Assignment A =
Answer the following questions using the article on Google's Gemini coding tools.
(i) Which subscribers are receiving the higher request limits?
(ii) In which month did Google release the open-source Gemini CLI?
(iii) Who wrote the company blog post that the article quotes?
Assignment B = Retype the portion of the article on Google's Gemini coding tools starting with "Google is doubling" and going on through "in developers' terminals.".
Assignment C = Continue the article on Google's Gemini coding tools from the point at which it stops.

[Excerpt to read — start]

Google just cranked up the throttle for developers. Starting today, all Google AI Pro and Ultra subscribers get significantly higher request limits for Gemini CLI and Gemini Code Assist, the company's AI-powered coding tools. The move directly targets the growing enterprise developer market as coding assistants become table stakes for productivity-conscious teams.
Google is doubling down on wooing enterprise developers with a significant update to its AI coding tools. The company announced today that all Google AI Pro and Ultra subscribers will receive higher request limits for both Gemini CLI and Gemini Code Assist, effective immediately with a 24-hour rollout window.
The timing isn't coincidental. Microsoft's GitHub Copilot has dominated the AI coding assistant space, but Google's been steadily building its developer toolkit since launching Gemini Code Assist for VS Code and IntelliJ in May. The company followed up with the open-source Gemini CLI in June, putting AI assistance directly in developers' terminals.
"This means you can spend more time building (and vibe coding) with Gemini 2.5 Pro and Flash," Google Senior Product Manager Meridith Blascovich wrote in the company blog post. The casual "vibe coding" reference signals Google's attempt to position its tools as more developer-friendly and less corporate than competitors.

[Excerpt to read — finish]
[Provided material — start]

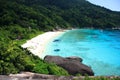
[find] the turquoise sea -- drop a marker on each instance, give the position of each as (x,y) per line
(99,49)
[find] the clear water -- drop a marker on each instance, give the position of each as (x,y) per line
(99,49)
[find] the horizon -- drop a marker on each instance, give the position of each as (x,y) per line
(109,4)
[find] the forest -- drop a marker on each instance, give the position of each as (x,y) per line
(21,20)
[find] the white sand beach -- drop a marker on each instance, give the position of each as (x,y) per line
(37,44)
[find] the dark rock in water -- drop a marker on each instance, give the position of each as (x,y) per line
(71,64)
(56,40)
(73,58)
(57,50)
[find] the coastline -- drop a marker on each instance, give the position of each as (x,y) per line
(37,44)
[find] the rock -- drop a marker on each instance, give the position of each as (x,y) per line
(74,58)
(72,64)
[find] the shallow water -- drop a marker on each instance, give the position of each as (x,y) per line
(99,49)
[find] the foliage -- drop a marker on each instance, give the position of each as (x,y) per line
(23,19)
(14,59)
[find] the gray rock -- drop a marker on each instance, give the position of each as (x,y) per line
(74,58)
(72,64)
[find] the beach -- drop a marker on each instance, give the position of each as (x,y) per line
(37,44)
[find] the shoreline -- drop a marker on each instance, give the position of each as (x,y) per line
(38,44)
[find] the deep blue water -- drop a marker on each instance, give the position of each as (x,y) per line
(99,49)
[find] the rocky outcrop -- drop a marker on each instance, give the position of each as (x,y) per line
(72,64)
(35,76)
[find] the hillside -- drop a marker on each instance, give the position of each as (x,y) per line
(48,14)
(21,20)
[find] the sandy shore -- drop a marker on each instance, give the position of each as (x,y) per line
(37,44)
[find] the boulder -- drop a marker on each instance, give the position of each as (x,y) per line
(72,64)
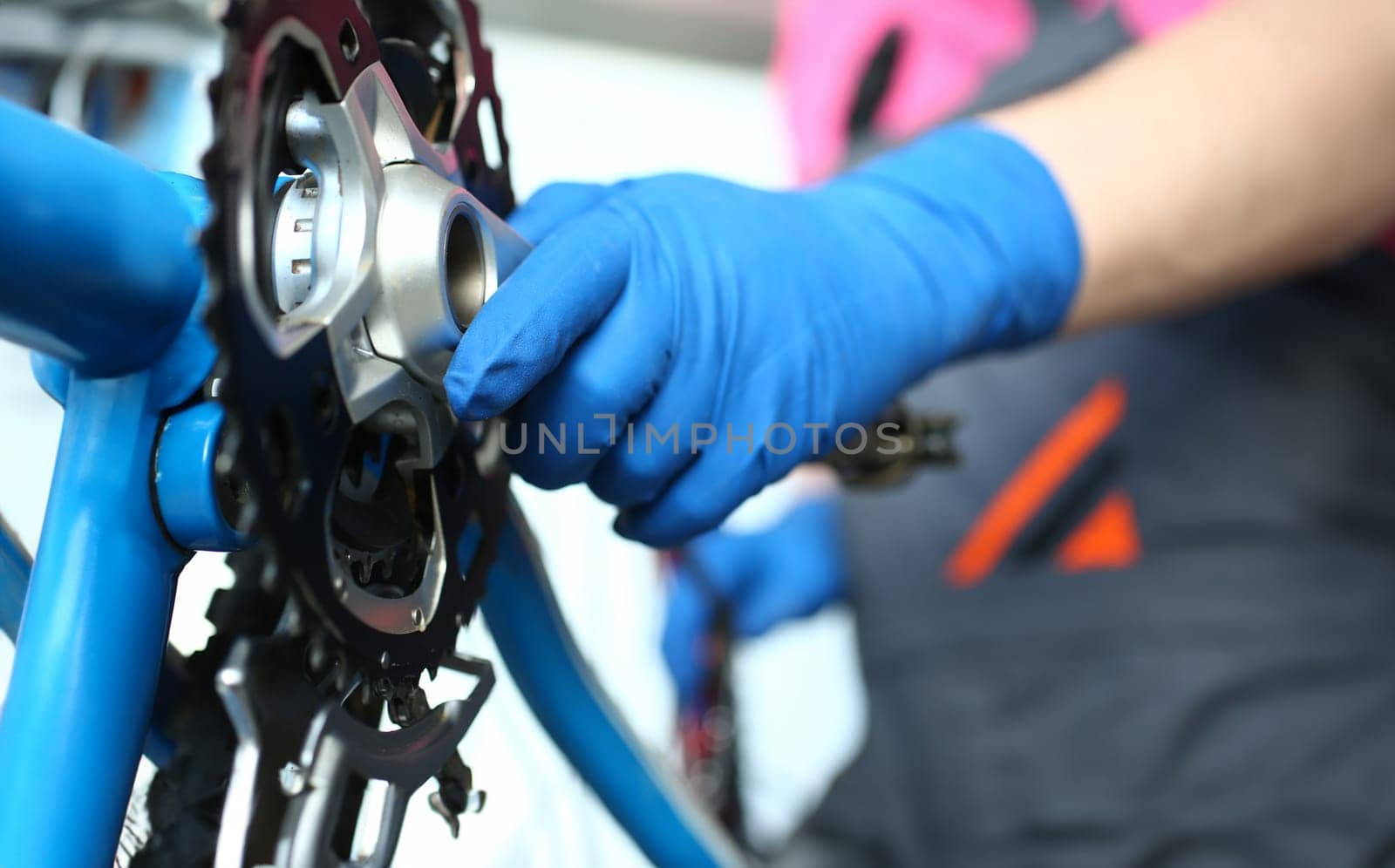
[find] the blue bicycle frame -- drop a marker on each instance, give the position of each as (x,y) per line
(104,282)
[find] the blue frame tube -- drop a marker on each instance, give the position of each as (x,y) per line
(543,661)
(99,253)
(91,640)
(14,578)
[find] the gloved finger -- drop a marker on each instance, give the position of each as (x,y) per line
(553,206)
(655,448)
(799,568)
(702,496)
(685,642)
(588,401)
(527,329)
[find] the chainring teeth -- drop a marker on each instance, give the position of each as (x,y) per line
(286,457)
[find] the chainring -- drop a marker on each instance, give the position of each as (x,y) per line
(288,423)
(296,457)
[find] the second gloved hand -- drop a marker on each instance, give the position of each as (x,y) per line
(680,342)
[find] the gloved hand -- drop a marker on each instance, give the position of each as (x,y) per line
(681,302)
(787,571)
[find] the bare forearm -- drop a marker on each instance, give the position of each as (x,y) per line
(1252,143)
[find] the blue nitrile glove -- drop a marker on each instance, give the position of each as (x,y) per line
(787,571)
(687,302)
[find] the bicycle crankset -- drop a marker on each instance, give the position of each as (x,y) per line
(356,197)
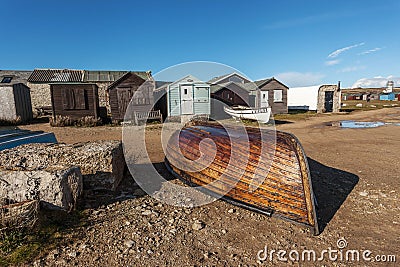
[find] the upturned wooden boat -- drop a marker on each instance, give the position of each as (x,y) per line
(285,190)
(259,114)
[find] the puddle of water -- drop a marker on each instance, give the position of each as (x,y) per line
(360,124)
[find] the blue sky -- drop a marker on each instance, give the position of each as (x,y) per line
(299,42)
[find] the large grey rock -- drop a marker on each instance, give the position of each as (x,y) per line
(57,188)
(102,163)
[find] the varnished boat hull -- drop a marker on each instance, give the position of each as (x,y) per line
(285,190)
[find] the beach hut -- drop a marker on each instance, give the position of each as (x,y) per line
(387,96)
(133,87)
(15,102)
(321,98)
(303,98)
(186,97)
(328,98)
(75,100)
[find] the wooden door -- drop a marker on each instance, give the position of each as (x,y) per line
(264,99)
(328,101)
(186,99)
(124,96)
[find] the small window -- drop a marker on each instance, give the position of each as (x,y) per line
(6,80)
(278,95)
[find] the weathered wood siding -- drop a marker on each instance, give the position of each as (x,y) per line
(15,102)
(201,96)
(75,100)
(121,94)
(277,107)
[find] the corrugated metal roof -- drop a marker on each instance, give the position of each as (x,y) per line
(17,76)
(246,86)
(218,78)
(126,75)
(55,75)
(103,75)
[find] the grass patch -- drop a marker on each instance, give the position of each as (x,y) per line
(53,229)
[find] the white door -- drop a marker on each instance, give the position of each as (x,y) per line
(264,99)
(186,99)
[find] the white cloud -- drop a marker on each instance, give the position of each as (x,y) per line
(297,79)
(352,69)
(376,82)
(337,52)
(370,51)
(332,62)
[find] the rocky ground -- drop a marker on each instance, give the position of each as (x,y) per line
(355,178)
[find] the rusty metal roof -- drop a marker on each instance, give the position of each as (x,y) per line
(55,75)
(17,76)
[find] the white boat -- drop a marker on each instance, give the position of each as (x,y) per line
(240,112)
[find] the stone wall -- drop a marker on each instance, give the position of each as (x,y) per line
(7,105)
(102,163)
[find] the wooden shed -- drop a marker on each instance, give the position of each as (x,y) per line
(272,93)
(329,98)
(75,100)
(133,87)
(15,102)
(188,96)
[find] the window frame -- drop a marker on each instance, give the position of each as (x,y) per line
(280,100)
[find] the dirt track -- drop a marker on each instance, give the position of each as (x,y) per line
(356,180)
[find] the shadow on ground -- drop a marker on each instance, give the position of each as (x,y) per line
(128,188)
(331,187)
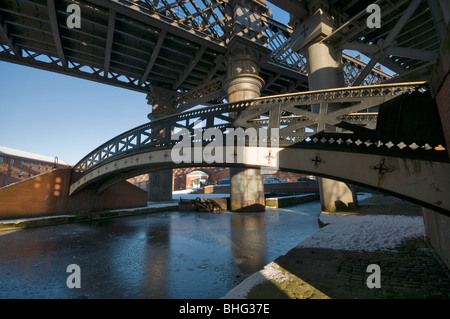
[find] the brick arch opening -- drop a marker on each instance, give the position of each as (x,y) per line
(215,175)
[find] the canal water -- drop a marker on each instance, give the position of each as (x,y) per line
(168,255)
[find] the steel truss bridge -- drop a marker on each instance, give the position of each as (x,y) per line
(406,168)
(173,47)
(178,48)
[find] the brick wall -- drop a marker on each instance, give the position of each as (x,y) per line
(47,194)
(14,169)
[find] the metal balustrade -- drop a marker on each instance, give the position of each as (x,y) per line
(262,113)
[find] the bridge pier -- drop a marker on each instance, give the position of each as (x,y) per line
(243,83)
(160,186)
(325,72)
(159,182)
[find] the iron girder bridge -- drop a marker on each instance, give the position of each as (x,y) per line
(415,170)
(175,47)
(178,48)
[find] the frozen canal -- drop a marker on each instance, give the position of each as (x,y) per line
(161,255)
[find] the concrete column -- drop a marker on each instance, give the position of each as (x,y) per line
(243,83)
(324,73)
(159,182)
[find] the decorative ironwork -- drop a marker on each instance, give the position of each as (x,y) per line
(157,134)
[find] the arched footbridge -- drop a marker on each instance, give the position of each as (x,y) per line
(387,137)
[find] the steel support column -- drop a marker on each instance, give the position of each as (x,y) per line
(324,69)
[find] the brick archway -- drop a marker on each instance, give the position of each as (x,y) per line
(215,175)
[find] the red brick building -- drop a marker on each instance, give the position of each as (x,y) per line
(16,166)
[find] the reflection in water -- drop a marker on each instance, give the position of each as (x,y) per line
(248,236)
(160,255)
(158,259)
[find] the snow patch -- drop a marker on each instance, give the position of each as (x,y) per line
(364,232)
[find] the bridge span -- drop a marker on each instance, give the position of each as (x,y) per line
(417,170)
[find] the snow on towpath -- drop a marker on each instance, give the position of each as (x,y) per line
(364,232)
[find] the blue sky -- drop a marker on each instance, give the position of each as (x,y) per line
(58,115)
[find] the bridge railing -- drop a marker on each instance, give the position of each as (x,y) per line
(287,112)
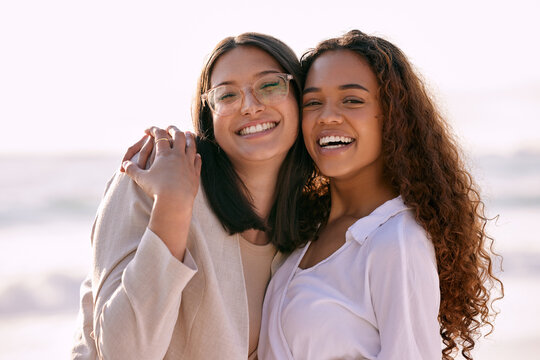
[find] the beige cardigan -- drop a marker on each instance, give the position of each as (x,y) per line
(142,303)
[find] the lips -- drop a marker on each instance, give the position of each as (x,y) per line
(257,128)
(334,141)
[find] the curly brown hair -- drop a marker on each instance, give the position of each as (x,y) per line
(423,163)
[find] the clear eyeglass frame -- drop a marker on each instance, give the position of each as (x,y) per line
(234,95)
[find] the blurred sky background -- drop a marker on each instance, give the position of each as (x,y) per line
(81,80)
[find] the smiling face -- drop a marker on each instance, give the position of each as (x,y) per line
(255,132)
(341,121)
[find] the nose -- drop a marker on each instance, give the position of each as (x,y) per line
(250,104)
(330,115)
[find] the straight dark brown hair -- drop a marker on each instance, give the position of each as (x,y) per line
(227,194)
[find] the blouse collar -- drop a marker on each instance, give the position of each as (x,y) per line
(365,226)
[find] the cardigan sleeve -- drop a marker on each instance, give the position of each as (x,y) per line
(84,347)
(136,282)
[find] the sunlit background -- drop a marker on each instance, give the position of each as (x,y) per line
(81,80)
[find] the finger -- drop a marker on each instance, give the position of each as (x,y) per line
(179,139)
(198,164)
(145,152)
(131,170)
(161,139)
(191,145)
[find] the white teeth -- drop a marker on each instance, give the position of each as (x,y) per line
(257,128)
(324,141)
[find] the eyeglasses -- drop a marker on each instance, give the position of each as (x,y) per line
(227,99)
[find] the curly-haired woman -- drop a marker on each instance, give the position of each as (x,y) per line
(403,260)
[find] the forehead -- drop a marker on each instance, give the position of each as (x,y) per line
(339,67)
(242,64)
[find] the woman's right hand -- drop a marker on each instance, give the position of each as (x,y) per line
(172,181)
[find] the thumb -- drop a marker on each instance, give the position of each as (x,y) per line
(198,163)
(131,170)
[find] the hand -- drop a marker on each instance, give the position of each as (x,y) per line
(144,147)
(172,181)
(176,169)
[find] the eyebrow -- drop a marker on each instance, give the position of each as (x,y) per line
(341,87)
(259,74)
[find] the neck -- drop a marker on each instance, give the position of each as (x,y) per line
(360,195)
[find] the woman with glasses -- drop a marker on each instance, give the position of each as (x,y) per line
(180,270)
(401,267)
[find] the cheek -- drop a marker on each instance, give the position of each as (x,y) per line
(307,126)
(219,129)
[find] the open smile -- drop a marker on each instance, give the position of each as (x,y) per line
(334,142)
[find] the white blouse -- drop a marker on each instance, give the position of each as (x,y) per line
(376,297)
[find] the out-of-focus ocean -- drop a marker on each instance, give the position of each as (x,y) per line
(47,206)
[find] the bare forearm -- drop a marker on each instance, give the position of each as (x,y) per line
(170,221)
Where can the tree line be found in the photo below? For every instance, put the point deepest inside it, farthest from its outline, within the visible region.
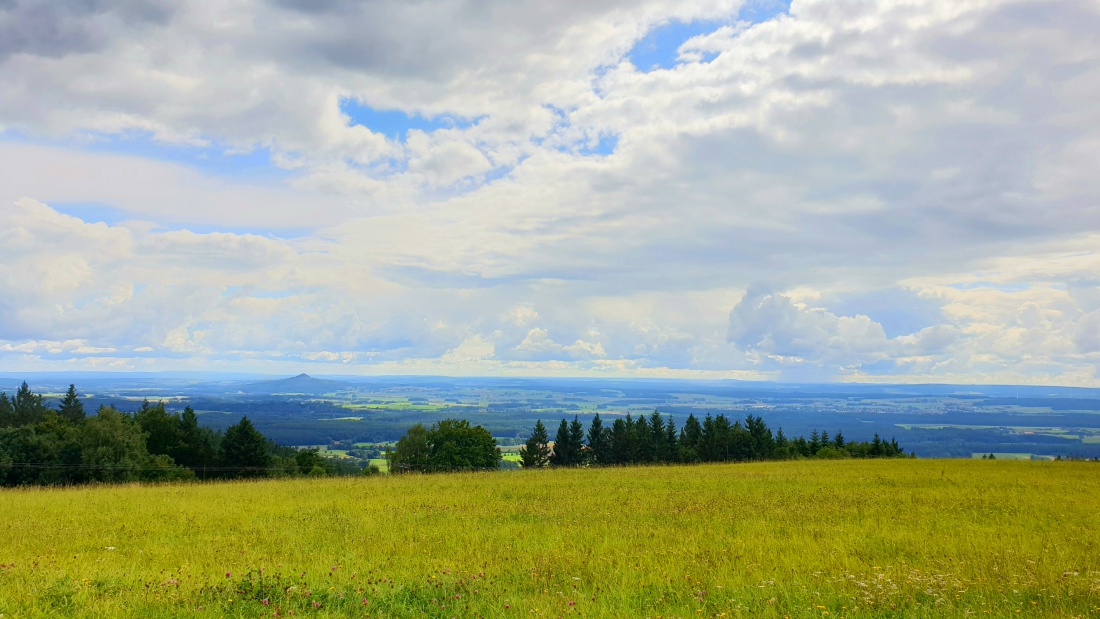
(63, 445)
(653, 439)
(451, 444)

[Provided material — finish]

Response box A =
(i) All Google AI Pro and Ultra subscribers.
(ii) June.
(iii) Google Senior Product Manager Meridith Blascovich.

Response box B =
Google is doubling down on wooing enterprise developers with a significant update to its AI coding tools. The company announced today that all Google AI Pro and Ultra subscribers will receive higher request limits for both Gemini CLI and Gemini Code Assist, effective immediately with a 24-hour rollout window.
The timing isn't coincidental. Microsoft's GitHub Copilot has dominated the AI coding assistant space, but Google's been steadily building its developer toolkit since launching Gemini Code Assist for VS Code and IntelliJ in May. The company followed up with the open-source Gemini CLI in June, putting AI assistance directly in developers' terminals.

Response box C =
The enhanced limits come as Google pushes new integrations across the developer ecosystem. Recent additions include IDE mode in VS Code, Zed integration, and GitHub Actions support for CLI workflows - all targeting the modern developer's multi-tool environment.
Google AI Pro costs $19.99 monthly while Ultra runs $29.99, putting both tiers below Microsoft's $30 GitHub Copilot Enterprise pricing but above the $10 individual plan. The company's betting that higher usage limits will justify the premium pricing for teams that hit API constraints with free tiers.
The move also reveals Google's strategy of bundling developer tools with its broader AI subscription model. Rather than selling standalone coding assistants like GitHub, Google's tying these capabilities to its Gemini ecosystem - a play that could lock in enterprise customers across multiple AI use cases.